DESCRIPTION OF THE TASK: Could you copy out the publisher's column from Intersections below, word for word and in full?

++++ EXCERPT TO READ

Editorial
Higher Education
Lutheran Identity
Vocation

From the Publisher

Intersections No. 53 · Spring 2021

To celebrate being fully vaccinated (and my wife’s birthday), my wife and I took a brief road trip to visit fully vaccinated friends outside of Louisville, Kentucky. During the drive, I heard an NPR news report about a podcast composed of diary entries written by teenagers during COVID-19. A few of the teenagers read their own entries for the report. The readings expressed many feelings and described many experiences, but their diary entries seemed to focus on the anxiety they felt over having acted in self-interested or self-protective ways in response to the pandemic, instead of acting for the welfare of others. One teenager wrote in her diary of guilt about simply stepping outside. She knew that even a walk—for which she longed—during the height of the pandemic’s shelter-in-place orders might exacerbate spread of the disease in her community.

I do not know whether any of the diarists were Christians or whether their moral perspective had been shaped by Christian teaching, as absorbed from their families’ culturally Christian history. I do know, however, that their comments reminded me of the fraught history of Christians struggling to live out the ethic of love espoused by Jesus.

The Christian story includes a long history of missteps in the name of loving service to others. Some early Christians falsely understood that self-giving required a form of self-loathing, almost equating Christianity with masochism. Christians have at other times haughtily delivered assistance to others mindlessly or sometimes arrogantly. Think here of the concept of noblesse oblige or the soiled clothing left at Salvation Army donation boxes.

++++++++
++++ ENTRIES PROVIDED

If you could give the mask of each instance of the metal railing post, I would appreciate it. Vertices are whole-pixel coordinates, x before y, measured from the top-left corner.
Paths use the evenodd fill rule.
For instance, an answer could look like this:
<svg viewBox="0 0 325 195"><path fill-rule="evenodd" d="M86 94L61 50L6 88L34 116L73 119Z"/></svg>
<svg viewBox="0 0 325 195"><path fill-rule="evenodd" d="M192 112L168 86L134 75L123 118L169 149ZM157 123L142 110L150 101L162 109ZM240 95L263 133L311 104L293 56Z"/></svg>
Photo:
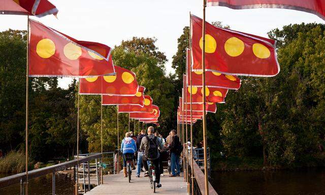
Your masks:
<svg viewBox="0 0 325 195"><path fill-rule="evenodd" d="M82 164L82 175L83 177L83 192L86 193L86 178L85 177L85 164Z"/></svg>
<svg viewBox="0 0 325 195"><path fill-rule="evenodd" d="M88 161L88 191L90 191L90 164Z"/></svg>
<svg viewBox="0 0 325 195"><path fill-rule="evenodd" d="M55 195L55 172L52 173L52 195Z"/></svg>
<svg viewBox="0 0 325 195"><path fill-rule="evenodd" d="M98 167L97 167L97 158L95 159L95 162L96 163L96 177L97 177L97 185L100 185L100 180L98 177Z"/></svg>

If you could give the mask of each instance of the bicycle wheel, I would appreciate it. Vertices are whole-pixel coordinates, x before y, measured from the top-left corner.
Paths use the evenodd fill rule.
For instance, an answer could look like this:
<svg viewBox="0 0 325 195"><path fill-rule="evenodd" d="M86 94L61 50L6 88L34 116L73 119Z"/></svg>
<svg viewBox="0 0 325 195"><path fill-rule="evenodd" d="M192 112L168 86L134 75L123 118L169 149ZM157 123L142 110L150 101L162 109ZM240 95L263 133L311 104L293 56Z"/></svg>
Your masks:
<svg viewBox="0 0 325 195"><path fill-rule="evenodd" d="M128 183L131 182L131 169L130 164L127 166L127 175L128 175Z"/></svg>

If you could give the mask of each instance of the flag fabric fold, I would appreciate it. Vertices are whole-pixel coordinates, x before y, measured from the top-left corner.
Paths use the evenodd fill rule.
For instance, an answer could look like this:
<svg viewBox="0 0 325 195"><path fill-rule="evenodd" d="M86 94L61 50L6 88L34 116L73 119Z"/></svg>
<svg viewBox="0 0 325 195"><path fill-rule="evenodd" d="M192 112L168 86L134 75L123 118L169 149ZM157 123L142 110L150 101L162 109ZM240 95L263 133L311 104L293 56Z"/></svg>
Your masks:
<svg viewBox="0 0 325 195"><path fill-rule="evenodd" d="M203 20L191 15L191 23L192 71L202 71ZM255 77L273 77L280 71L274 40L206 22L205 40L206 71Z"/></svg>
<svg viewBox="0 0 325 195"><path fill-rule="evenodd" d="M115 74L111 49L78 41L29 19L29 77L86 78Z"/></svg>
<svg viewBox="0 0 325 195"><path fill-rule="evenodd" d="M79 93L127 96L140 95L136 74L120 67L114 66L114 69L115 75L80 79Z"/></svg>
<svg viewBox="0 0 325 195"><path fill-rule="evenodd" d="M0 14L56 15L57 9L47 0L0 0Z"/></svg>
<svg viewBox="0 0 325 195"><path fill-rule="evenodd" d="M102 105L137 105L143 107L145 88L140 86L134 96L103 95Z"/></svg>
<svg viewBox="0 0 325 195"><path fill-rule="evenodd" d="M311 13L325 19L322 0L207 0L207 6L223 6L234 9L282 8Z"/></svg>

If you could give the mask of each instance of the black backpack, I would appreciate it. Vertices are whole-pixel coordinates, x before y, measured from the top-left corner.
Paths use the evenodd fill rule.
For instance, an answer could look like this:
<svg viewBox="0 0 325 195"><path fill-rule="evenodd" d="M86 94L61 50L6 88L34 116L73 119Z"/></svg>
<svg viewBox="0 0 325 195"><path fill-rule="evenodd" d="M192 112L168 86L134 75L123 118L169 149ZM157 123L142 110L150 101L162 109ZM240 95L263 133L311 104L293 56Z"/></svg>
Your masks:
<svg viewBox="0 0 325 195"><path fill-rule="evenodd" d="M153 139L149 139L146 136L148 141L148 158L156 159L158 157L158 146L157 145L157 137Z"/></svg>

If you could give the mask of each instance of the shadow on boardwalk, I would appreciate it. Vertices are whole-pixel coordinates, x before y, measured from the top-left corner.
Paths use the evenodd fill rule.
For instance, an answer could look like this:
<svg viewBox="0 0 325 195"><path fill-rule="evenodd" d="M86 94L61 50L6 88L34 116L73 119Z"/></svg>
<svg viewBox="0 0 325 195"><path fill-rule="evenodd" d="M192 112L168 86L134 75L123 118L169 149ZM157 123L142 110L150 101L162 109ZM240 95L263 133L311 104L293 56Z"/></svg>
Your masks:
<svg viewBox="0 0 325 195"><path fill-rule="evenodd" d="M143 173L141 173L142 176ZM136 172L132 173L132 180L128 183L127 178L123 177L123 173L104 176L104 183L100 185L87 195L104 194L153 194L150 188L147 177L136 177ZM186 194L186 183L183 177L170 177L165 175L160 177L162 187L156 189L156 193L159 194Z"/></svg>

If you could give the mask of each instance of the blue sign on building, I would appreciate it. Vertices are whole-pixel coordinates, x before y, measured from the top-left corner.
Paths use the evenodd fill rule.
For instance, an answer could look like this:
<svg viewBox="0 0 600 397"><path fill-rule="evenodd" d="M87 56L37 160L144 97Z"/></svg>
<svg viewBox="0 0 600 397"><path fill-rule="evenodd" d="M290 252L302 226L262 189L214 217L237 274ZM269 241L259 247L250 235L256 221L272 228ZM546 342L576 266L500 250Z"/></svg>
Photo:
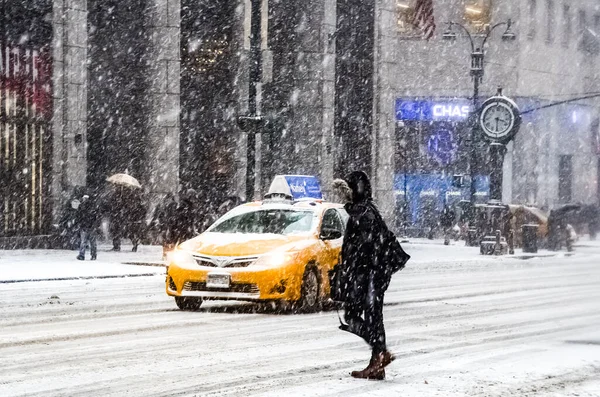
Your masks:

++++++++

SOLUTION TO THIS EXERCISE:
Editorial
Higher Education
Lutheran Identity
Vocation

From the Publisher

Intersections No. 53 · Spring 2021

To celebrate being fully vaccinated (and my wife’s birthday), my wife and I took a brief road trip to visit fully vaccinated friends outside of Louisville, Kentucky. During the drive, I heard an NPR news report about a podcast composed of diary entries written by teenagers during COVID-19. A few of the teenagers read their own entries for the report. The readings expressed many feelings and described many experiences, but their diary entries seemed to focus on the anxiety they felt over having acted in self-interested or self-protective ways in response to the pandemic, instead of acting for the welfare of others. One teenager wrote in her diary of guilt about simply stepping outside. She knew that even a walk—for which she longed—during the height of the pandemic’s shelter-in-place orders might exacerbate spread of the disease in her community.

I do not know whether any of the diarists were Christians or whether their moral perspective had been shaped by Christian teaching, as absorbed from their families’ culturally Christian history. I do know, however, that their comments reminded me of the fraught history of Christians struggling to live out the ethic of love espoused by Jesus.

The Christian story includes a long history of missteps in the name of loving service to others. Some early Christians falsely understood that self-giving required a form of self-loathing, almost equating Christianity with masochism. Christians have at other times haughtily delivered assistance to others mindlessly or sometimes arrogantly. Think here of the concept of noblesse oblige or the soiled clothing left at Salvation Army donation boxes.